例年であれば阪神芝2000mでの開催となるマーメイドSだが、今年は阪神競馬場のスタンドリフレッシュ工事の影響で、京都芝2000mでのレースとなる。今回は昨年4月のリニューアルオープン以降の京都芝2000mでのレースから見えた種牡馬傾向を基に分析を薦めたい。
(1)好走率高いハービンジャー ただし2着が多い
昨年のリニューアル以降、当コースにおけるハービンジャー産駒の成績は【2.10.2.22】で3着以内率38.9%。この数字は産駒が30回以上出走した種牡馬でトップの数字となっている。2着が多く勝ち切れないところはあるが、複勝回収率は156%なのでベタ買いで十分に元が取れる計算だ。
また母父ハービンジャーも【1.5.3.8】で複勝率50%超をマーク。こちらも2着が多いのは面白い傾向と言える。
改修により京都はまだ路盤が固まり切っていないようで、タフな決着になることも少なくない。そのうえ内回り2000mは早めに隊列が動くことも多く、より欧州的なタフさが求められるということだろう。
馬連や3連複の軸としてはかなり妙味があると見る。もうしばらくの間はハービンジャーの名前を見かけたときはベタ買いするくらいの勢いで良いのではないか。
(2)相手には拾っておきたい父ハーツクライ系
京都コースの坂下りが苦手なイメージもあるトニービン。そのトニービンをガッツリ引くのが父ハーツクライ系なわけだが、改修後の京都芝2000mでは【8.8.8.39】で複勝率38.1%と意外なくらいの好成績をマークしている。
上でも述べた内容と重複するが、まだタフな京都の芝、そのうえ内回りコースという条件のため、トニービンの欧州的なスタミナ、長く良い脚が武器になるようだ。

----------------

#### 問題の詳細
抜粋本文の「昨年のリニューアル以降」で始まる段落を、主な事実を残して箇条書きにまとめてもらえますか。 この一覧はここでは使いません。

#### 提供資料

----------------

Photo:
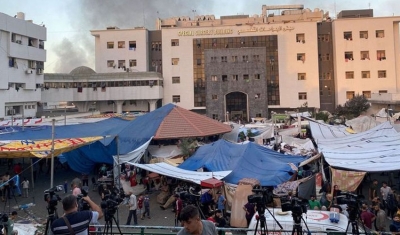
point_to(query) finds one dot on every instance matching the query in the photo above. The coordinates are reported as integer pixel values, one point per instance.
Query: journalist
(74, 221)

----------------

#### 問題の解答
- 昨年のリニューアル以降、当コースでのハービンジャー産駒の成績は【2.10.2.22】、3着以内率38.9%
- この数字は、産駒が30回以上出走した種牡馬の中でトップ
- 2着が多く、勝ち切れないところがある
- 複勝回収率は156%で、ベタ買いでも十分に元が取れる計算